## DESCRIPTION OF THE TASK
Give the data again in full, without pictures.

(ENTRIES SHOWN begins)

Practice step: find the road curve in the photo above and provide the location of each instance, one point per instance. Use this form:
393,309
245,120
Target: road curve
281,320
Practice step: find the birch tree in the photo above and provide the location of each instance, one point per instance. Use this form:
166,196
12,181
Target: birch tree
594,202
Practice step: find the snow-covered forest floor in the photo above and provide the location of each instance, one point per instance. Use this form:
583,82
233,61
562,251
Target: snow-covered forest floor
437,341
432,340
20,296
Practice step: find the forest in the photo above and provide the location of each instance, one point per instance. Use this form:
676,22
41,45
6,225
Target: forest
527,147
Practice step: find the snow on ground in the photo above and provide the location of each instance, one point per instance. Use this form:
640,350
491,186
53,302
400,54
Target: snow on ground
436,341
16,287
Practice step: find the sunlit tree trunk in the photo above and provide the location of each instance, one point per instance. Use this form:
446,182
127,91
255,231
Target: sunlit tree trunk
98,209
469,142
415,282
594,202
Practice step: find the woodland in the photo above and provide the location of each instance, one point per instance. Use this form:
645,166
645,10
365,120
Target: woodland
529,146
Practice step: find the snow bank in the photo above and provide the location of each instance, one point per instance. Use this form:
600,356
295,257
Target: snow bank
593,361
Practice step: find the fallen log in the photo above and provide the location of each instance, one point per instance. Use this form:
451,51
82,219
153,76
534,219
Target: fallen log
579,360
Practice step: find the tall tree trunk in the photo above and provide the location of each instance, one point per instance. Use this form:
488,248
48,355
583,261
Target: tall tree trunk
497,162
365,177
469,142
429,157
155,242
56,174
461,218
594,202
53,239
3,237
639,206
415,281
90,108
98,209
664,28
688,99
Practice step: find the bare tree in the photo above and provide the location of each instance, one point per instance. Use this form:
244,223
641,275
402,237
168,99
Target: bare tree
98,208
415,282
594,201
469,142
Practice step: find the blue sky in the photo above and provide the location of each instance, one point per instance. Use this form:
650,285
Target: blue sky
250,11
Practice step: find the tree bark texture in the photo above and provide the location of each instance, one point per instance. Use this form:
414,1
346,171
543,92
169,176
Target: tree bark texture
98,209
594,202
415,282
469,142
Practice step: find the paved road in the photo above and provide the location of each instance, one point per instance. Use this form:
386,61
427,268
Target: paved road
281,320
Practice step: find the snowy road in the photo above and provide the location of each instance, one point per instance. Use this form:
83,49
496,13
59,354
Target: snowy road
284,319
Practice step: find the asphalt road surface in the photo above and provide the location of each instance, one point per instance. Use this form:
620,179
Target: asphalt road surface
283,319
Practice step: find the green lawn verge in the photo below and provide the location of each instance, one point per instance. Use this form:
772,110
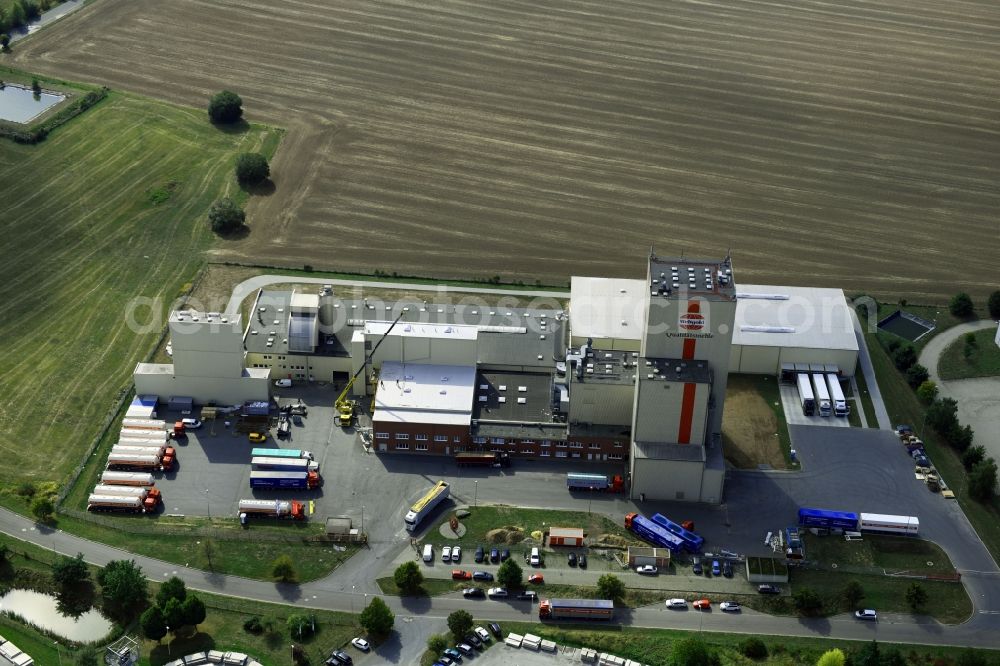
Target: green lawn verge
948,603
903,407
865,398
653,646
983,362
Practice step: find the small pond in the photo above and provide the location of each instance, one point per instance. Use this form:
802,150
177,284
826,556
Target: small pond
42,610
21,105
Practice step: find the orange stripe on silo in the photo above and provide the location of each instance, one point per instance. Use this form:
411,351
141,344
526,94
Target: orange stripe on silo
687,414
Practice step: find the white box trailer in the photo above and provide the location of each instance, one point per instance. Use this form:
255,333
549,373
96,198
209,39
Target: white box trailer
823,407
878,522
128,479
840,407
144,424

(ENTRIES SHOWN ends)

## RESPONSE TO THIS EXERCISE
Practice step: find the road curve in the photo above and provide the location of each instance, one point per instance. Use this form:
393,309
245,120
Target: road curve
281,320
Practice step: find the birch tree in the photo above and provide the location of each instance, one point per instance. Use this form:
166,196
12,181
Target: birch tree
594,202
Practice step: find the snow-covered forest floor in the photo above and provide the location of each instance, one point per instance. Use this form:
583,82
233,61
562,251
Target: snow-covered forest floor
437,341
432,340
20,296
Practice step: find the forest in the photo above and provide the location of each instance, one point per instance. Use this form:
676,22
41,45
6,225
Target: forest
527,147
Practice step: find the snow on ground in the photo above and provide the location of each instance, one point per instance. Use this form:
640,350
491,186
53,302
400,54
Target: snow on ground
436,341
16,287
Practice step: find the sunlit tree trunk in the photo above and provide the location of each instance, one point per instance. Use this form:
446,182
127,91
255,231
Target: sunlit tree trunk
98,209
469,142
415,282
594,202
Practice step: find the woodland in the photo above and provide the location of each instance, one point per instance. Use this form:
645,166
645,10
365,120
Target: woodland
529,146
Practice step: find the snow bank in the photo above and provide the location of each instance, one point per instance. Use this form:
600,356
295,257
Target: snow bank
593,361
Practice step: find the fallen log in the photo above and provide the location of each instance, one point per instance. Use this form:
451,51
82,219
153,76
534,219
Target: fallen log
579,360
Practice step: find the tall tree trunk in the photo above and provide the location of each instance, one point per instance. Use this form:
488,248
48,355
583,261
Target: tall tree trunk
497,162
365,177
469,142
429,157
155,242
56,174
461,218
594,202
53,239
3,237
639,206
415,281
90,108
98,209
664,28
688,99
Practice step: find the bare tree in the photo above and provide the location of each instance, one point per instance. Use this form:
244,223
641,275
402,237
168,99
Target: bare tree
98,208
415,282
594,201
469,142
Practice step: find the blue sky in the photo above and provide the location of each instance, one point per instance. Use this form:
650,285
Target: blue sky
250,11
Practice step: find the tree bark texture in the photo above and provide the location of each instance, one point per instance. Use this form:
414,1
346,171
543,92
169,176
Target: tree bark texture
98,209
594,202
415,282
469,142
Practice step: find the paved road in the photo above and provide the location of each instance, one point per instance. Use this form:
386,61
427,268
Target: paved road
281,320
Practice step: find the snowy road in the photo above and provide the location of each instance, one point per instance. Use this form:
83,49
496,13
59,354
Target: snowy road
284,319
Practice step: find the asphalt road surface in the photo above and provide the location of each instance, one point per instance. Use this form:
620,179
Target: asphalt road surface
283,319
Practice step: find the green lawn verge in the photo below and provide the location of each instance, one point per instance. Use this form:
772,110
Target: green lawn verge
948,603
903,407
865,398
653,646
983,362
Practice step: find the small pond in the photo above and provide the location of each instance, one point per instance. Use this form:
802,150
177,284
826,556
Target: small pond
42,610
21,105
Practice step: find the orange stripe on silo in the photo above and provide the location of each instance, one point per instance. Use this form:
411,351
141,344
526,94
Target: orange stripe on silo
687,414
Practice step: find the white box trailer in the photo above and provide the location of each instance, one point per instance. Use this form:
255,333
549,373
96,198
209,39
Target: white box trailer
823,407
878,522
128,479
840,407
144,424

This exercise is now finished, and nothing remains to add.